EXERCISE BRIEF :: Images are not part of the copy; write out the rest of the data exactly as given.

Image object location entries ::
* Begin *

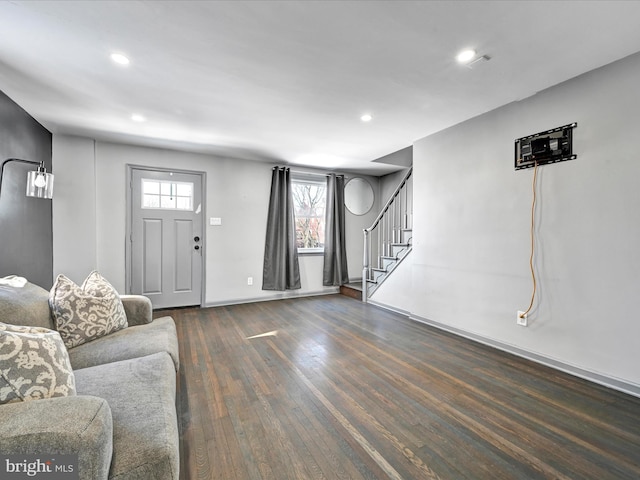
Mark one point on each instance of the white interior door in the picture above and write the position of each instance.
(166, 237)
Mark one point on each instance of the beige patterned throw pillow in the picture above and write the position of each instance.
(87, 312)
(34, 364)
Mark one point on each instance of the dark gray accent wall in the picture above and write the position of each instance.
(26, 241)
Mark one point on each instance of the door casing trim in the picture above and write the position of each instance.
(129, 220)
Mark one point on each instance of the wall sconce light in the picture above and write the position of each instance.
(39, 182)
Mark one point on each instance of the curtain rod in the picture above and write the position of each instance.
(310, 173)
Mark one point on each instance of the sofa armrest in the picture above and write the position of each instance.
(77, 425)
(138, 309)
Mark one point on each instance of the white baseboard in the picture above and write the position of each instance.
(275, 296)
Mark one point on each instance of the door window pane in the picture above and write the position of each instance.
(167, 195)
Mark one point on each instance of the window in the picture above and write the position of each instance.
(309, 203)
(167, 195)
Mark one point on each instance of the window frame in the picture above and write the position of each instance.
(306, 180)
(160, 194)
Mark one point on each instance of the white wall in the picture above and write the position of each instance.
(74, 204)
(469, 268)
(90, 218)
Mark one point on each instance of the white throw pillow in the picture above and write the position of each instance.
(87, 312)
(34, 364)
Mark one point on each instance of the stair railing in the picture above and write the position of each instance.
(387, 229)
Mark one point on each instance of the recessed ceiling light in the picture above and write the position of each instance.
(465, 56)
(120, 59)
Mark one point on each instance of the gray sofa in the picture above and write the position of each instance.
(122, 423)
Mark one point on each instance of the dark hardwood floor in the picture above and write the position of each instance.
(330, 388)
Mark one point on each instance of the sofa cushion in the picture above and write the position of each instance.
(87, 312)
(131, 342)
(26, 305)
(34, 364)
(141, 395)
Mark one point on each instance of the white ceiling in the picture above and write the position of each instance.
(287, 81)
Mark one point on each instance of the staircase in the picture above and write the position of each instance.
(388, 241)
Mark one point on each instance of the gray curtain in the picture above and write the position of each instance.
(335, 270)
(281, 270)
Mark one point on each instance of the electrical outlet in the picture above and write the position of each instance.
(521, 318)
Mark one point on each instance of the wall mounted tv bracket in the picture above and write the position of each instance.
(552, 146)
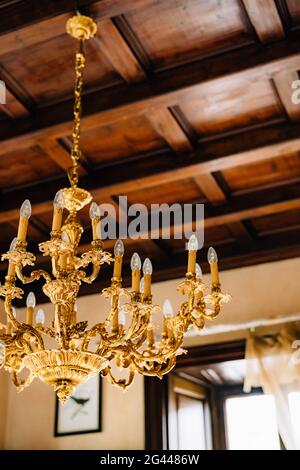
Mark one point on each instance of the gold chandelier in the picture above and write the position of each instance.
(126, 337)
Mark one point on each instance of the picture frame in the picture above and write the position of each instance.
(81, 414)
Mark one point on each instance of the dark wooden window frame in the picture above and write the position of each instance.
(156, 391)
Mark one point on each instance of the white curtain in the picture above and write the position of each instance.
(273, 363)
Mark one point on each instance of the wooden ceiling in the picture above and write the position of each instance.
(185, 101)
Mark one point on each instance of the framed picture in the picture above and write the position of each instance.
(82, 412)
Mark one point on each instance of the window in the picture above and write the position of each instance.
(251, 423)
(188, 416)
(191, 423)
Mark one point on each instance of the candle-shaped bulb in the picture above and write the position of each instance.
(2, 353)
(94, 210)
(212, 256)
(167, 308)
(65, 238)
(98, 230)
(198, 270)
(122, 318)
(193, 243)
(40, 316)
(59, 200)
(30, 301)
(135, 262)
(13, 244)
(119, 248)
(25, 210)
(147, 266)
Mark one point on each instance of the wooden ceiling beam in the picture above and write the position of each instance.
(263, 143)
(265, 19)
(166, 125)
(18, 101)
(283, 85)
(118, 52)
(210, 188)
(57, 153)
(165, 89)
(29, 12)
(215, 194)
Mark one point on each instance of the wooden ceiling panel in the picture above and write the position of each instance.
(178, 192)
(281, 222)
(174, 31)
(243, 178)
(187, 101)
(120, 140)
(216, 109)
(26, 166)
(46, 70)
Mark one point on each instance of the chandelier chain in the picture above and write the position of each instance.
(76, 151)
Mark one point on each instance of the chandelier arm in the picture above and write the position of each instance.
(88, 335)
(34, 275)
(157, 371)
(153, 357)
(22, 384)
(9, 311)
(46, 331)
(122, 383)
(93, 276)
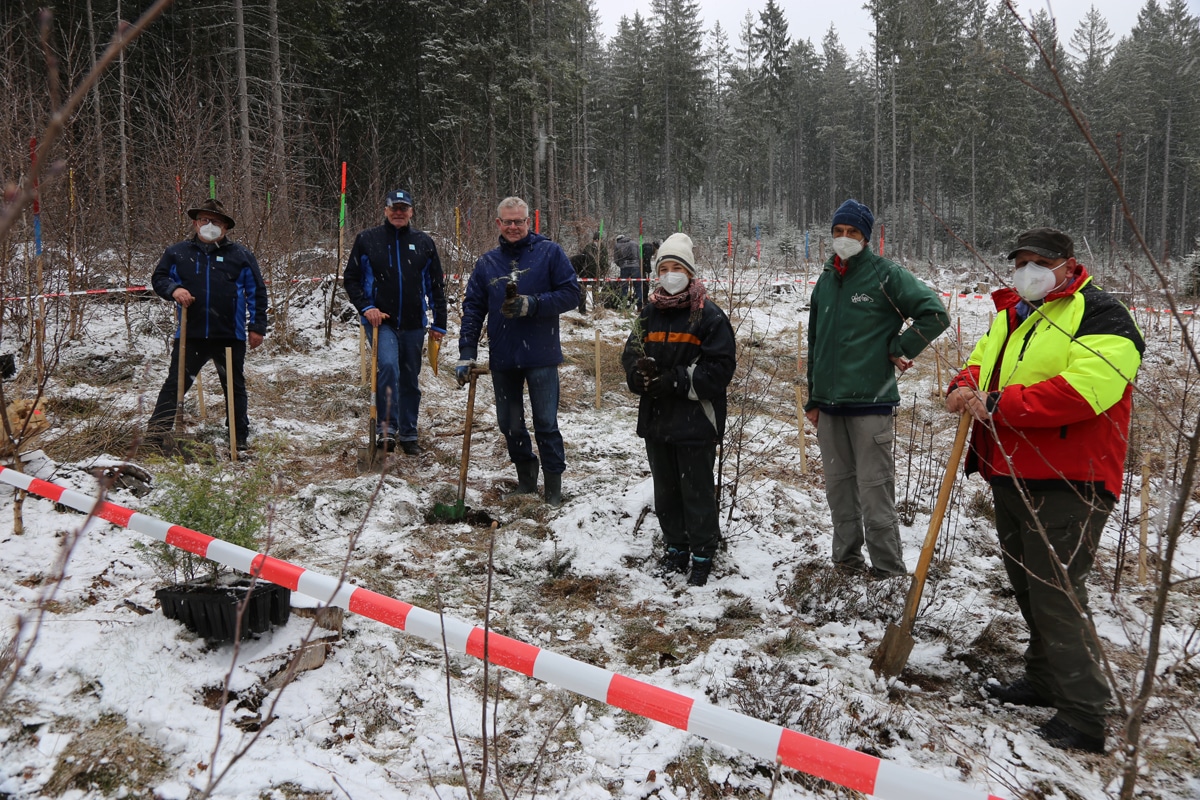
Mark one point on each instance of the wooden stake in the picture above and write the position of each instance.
(363, 356)
(598, 367)
(233, 417)
(1145, 518)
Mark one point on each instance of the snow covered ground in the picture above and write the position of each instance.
(112, 702)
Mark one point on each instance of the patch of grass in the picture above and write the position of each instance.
(108, 759)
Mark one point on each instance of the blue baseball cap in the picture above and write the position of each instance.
(400, 197)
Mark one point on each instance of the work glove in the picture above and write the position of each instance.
(462, 371)
(661, 385)
(519, 306)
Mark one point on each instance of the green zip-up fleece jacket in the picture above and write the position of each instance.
(855, 325)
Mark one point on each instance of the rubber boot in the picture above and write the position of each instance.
(527, 479)
(553, 489)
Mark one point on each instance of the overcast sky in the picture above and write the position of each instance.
(811, 18)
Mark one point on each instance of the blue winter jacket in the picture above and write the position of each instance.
(543, 272)
(407, 293)
(231, 296)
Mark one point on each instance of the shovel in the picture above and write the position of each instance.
(893, 651)
(369, 459)
(453, 512)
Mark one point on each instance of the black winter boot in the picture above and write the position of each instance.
(527, 479)
(553, 489)
(673, 560)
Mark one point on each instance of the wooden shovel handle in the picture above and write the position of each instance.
(935, 525)
(183, 364)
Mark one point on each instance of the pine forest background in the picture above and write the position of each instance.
(667, 122)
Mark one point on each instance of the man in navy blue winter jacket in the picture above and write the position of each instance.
(394, 278)
(217, 281)
(521, 287)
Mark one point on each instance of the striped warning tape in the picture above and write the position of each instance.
(845, 767)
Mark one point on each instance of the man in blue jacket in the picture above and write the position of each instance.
(220, 284)
(394, 277)
(521, 287)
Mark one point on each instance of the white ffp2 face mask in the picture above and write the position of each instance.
(847, 247)
(209, 232)
(673, 282)
(1033, 282)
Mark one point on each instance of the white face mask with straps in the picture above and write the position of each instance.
(847, 247)
(209, 232)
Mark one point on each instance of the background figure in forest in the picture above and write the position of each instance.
(222, 288)
(593, 266)
(629, 265)
(679, 360)
(394, 278)
(1050, 388)
(857, 341)
(521, 288)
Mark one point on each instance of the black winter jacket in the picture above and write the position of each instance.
(231, 296)
(406, 293)
(702, 356)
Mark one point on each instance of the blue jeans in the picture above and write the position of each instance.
(397, 392)
(509, 385)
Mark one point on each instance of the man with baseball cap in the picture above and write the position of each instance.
(394, 278)
(1050, 388)
(221, 286)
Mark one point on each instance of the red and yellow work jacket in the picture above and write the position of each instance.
(1061, 385)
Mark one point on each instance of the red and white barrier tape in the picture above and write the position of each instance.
(845, 767)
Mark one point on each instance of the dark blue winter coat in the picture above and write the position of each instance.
(406, 293)
(545, 274)
(231, 296)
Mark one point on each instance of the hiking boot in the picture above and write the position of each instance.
(700, 570)
(673, 561)
(553, 489)
(527, 479)
(1065, 737)
(1019, 692)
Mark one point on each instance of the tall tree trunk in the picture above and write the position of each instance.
(243, 108)
(277, 149)
(1167, 182)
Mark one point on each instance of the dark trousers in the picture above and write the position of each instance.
(509, 386)
(201, 352)
(1062, 659)
(684, 495)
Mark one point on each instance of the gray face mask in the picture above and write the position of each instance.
(1033, 282)
(673, 282)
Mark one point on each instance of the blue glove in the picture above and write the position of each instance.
(462, 371)
(520, 306)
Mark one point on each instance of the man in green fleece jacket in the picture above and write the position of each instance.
(858, 307)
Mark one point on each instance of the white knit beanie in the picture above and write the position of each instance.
(677, 247)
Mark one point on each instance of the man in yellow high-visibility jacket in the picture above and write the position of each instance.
(1050, 388)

* End *

FULL OUTPUT ::
Mark one point on each instance of the white interior door in the picture above and write the position of each instance.
(166, 237)
Mark one point on each instance of the beige patterned throw pillow in the picture above and write the position of each instance.
(87, 312)
(34, 364)
Mark one point on each instance of the dark gray accent wall in the picture above and write the position of each instance.
(26, 241)
Mark one point on each instance of the door casing trim in the picture above and write the position of each instance.
(129, 220)
Mark one point on each instance of the wall sconce light in the picture above and write the position of each instance.
(39, 182)
Mark one point on each instance of the curtain rod in the picture above and write the position of each instance.
(310, 173)
Mark one point on each instance of the sofa armrest in the picture above and write the position of each instance.
(77, 425)
(138, 309)
Mark one point on each instance of the white baseboard in the picture above and write the position of each instance.
(275, 296)
Mark one point on each instance of the door window pane in the picture above and write the position of each instance.
(167, 195)
Mark one point on each instance of the window in the picture above and write the position of each instance.
(309, 203)
(167, 195)
Mark one point on each instance of the window frame in the picture above and write the position of each instance.
(306, 180)
(160, 194)
Mark one point on each instance of the white wall in the picture above and write the position of each instance.
(74, 204)
(469, 268)
(90, 218)
Mark one point on each instance of the white throw pillow in the picture above and write the position of each instance.
(87, 312)
(34, 364)
Mark one point on each instance of the stair railing in the picture above and write the position of each instance.
(387, 229)
Mark one point on each instance of the recessed ceiling light in the picture above and write the position of each instance.
(465, 56)
(120, 59)
Mark one point on each instance of the gray sofa in the picture above and write the position of each instance.
(122, 423)
Mark one point on each instance of the dark hardwood floor in the picture above and write the position of each instance.
(330, 388)
Mark one point on each instance of the sofa cushion in the picture above and write the position of each instance.
(87, 312)
(131, 342)
(26, 305)
(34, 364)
(141, 395)
Mark one point on each instance of the white ceiling in the picture above and write the position of each instance.
(287, 81)
Mark one point on each instance of the staircase in the picture above and write the position of each instance.
(388, 241)
Mark one point on each instance of the gray curtain in the picture above and write the position of each instance.
(335, 270)
(281, 270)
Mark one point on each instance of the electrical outlet in the picture above and write the position of each instance.
(521, 318)
Mark one point on each instance of the wall mounted tv bracket in the picture above and write the position of each instance.
(552, 146)
Mark one point on each instance of the gold chandelier in the picture above and write the position of each instance.
(126, 337)
Mark one point on each instance of the picture frame in the picture above and write the position of each instance.
(81, 414)
Mark one point on each instance of the dark wooden window frame in the picture above and write the position of each instance.
(156, 391)
Mark one point on each instance of the white curtain in the picture above and write the position of each instance.
(273, 363)
Mark one point on each instance of the wooden ceiling in the picture above and write the position of each instance.
(185, 101)
Mark one point on each instance of the framed picture in the picture above and write the position of each instance.
(82, 412)
Mark one point on each instance of the window in the picture above and write the position of each instance.
(251, 423)
(188, 416)
(191, 423)
Mark one point on each instance of the candle-shaped bulb in the picture above and write the position of each instance.
(2, 353)
(94, 210)
(212, 256)
(167, 308)
(65, 238)
(98, 230)
(198, 270)
(122, 318)
(193, 243)
(40, 316)
(59, 200)
(30, 301)
(135, 262)
(13, 244)
(119, 248)
(25, 210)
(147, 266)
Mark one point on each instance of the wooden ceiling beam in the picture above and write the position of each instance.
(263, 143)
(265, 19)
(166, 125)
(18, 101)
(283, 85)
(118, 52)
(210, 188)
(57, 153)
(165, 89)
(29, 12)
(215, 194)
Mark one point on each instance of the wooden ceiling panel in the picture above and write the position of each instance.
(178, 192)
(281, 222)
(174, 31)
(243, 178)
(187, 101)
(120, 140)
(216, 109)
(26, 166)
(46, 70)
Mark one point on each instance of the chandelier chain in the picture above and write the position of each instance.
(76, 151)
Mark one point on each instance of the chandelier arm in the picture above and write the position of each instance.
(88, 335)
(34, 275)
(157, 371)
(153, 357)
(22, 384)
(9, 311)
(46, 331)
(122, 383)
(93, 276)
Mark one point on each instance of the wooden stake in the picture above and write the position of each instance.
(363, 356)
(598, 367)
(233, 417)
(1145, 518)
Mark one point on each instance of the snow covered ground in the picture above and write the position of each instance.
(112, 702)
Mark one point on each instance of the patch of grass in the picture above and write the position of each instance.
(108, 759)
Mark one point on each instance of the blue baseball cap in the picture above and write the position of each instance.
(400, 197)
Mark one point on each instance of the work glove in the picture above and write the position of each instance.
(462, 371)
(661, 385)
(519, 306)
Mark one point on each instance of the green zip-up fleece jacket in the picture above and write the position of each instance.
(855, 325)
Mark one point on each instance of the rubber boot in the picture above and write the position of each instance.
(527, 479)
(553, 489)
Mark one point on each instance of the overcast sky in the picture above and write the position of each instance.
(811, 18)
Mark one point on each instance of the blue winter jacket in the picture above and write the position of each instance.
(543, 272)
(407, 293)
(231, 296)
Mark one point on each instance of the shovel in the picture above and write the position of each instance.
(893, 651)
(369, 459)
(453, 512)
Mark one point on each instance of the black winter boot in the picture above and write the position of each instance.
(527, 479)
(553, 489)
(673, 560)
Mark one point on each instance of the wooden shovel handle in the picture above and write the position of each instance.
(935, 525)
(183, 364)
Mark one point on each instance of the pine forest background in the picture above and write the position of each instance.
(667, 122)
Mark one point on each instance of the man in navy blue winter jacket in the picture above and write the position of each instance.
(394, 278)
(217, 281)
(521, 287)
Mark one point on each instance of the striped warning tape in the picture above and write the position of each instance.
(845, 767)
Mark one point on each instance of the man in blue jacket in the picture above and write the position of each instance.
(220, 284)
(394, 277)
(521, 287)
Mark one point on each instance of the white ffp2 face mask in the picture above and write the position of each instance.
(847, 247)
(209, 232)
(673, 282)
(1033, 282)
Mark one point on each instance of the white face mask with straps in the picture above and write the position of each instance.
(847, 247)
(209, 232)
Mark one point on each instance of the background figure in forest in the picture above and write the position of each instance.
(222, 288)
(593, 266)
(629, 265)
(679, 360)
(394, 278)
(1050, 388)
(857, 341)
(521, 288)
Mark one point on each instance of the black winter jacket in the picture above and write the position of each instance.
(231, 296)
(406, 293)
(702, 356)
Mark one point on each instance of the blue jeans in the picture above and write the position of each instance.
(397, 392)
(509, 385)
Mark one point on each instance of the man with baseball cap in the picture above and write the position of each instance.
(394, 278)
(1050, 388)
(221, 286)
Mark one point on each instance of the red and yellow work jacket in the picture above and write the position of each instance.
(1061, 385)
Mark one point on each instance of the red and white barrier tape in the picture above and write the position of each instance.
(845, 767)
Mark one point on each instance of the dark blue winter coat in the picture above and write the position of each instance.
(406, 293)
(545, 274)
(231, 296)
Mark one point on each instance of the hiking boot in the picture above and write the position of each instance.
(700, 570)
(673, 561)
(553, 489)
(527, 479)
(1065, 737)
(1019, 692)
Mark one point on each instance of the tall tree trunk in the picture above and write the position of each instance.
(243, 108)
(277, 149)
(1167, 182)
Mark one point on each instance of the dark trousers in the picture above and write the position of each instance.
(509, 386)
(201, 352)
(1062, 659)
(684, 495)
Mark one point on each instance of the gray face mask in the picture above and write the position of each instance.
(1033, 282)
(673, 282)
Mark one point on each instance of the blue glove in the picture above and write the position of each instance.
(462, 371)
(520, 306)
Mark one point on each instance of the man in green fleece jacket in the picture above and write the position of each instance.
(858, 307)
Mark one point on each instance of the white knit beanie in the picture above and write the position of each instance.
(677, 247)
Mark one point on each instance of the man in yellow high-visibility jacket in the picture above and write the position of each instance.
(1050, 388)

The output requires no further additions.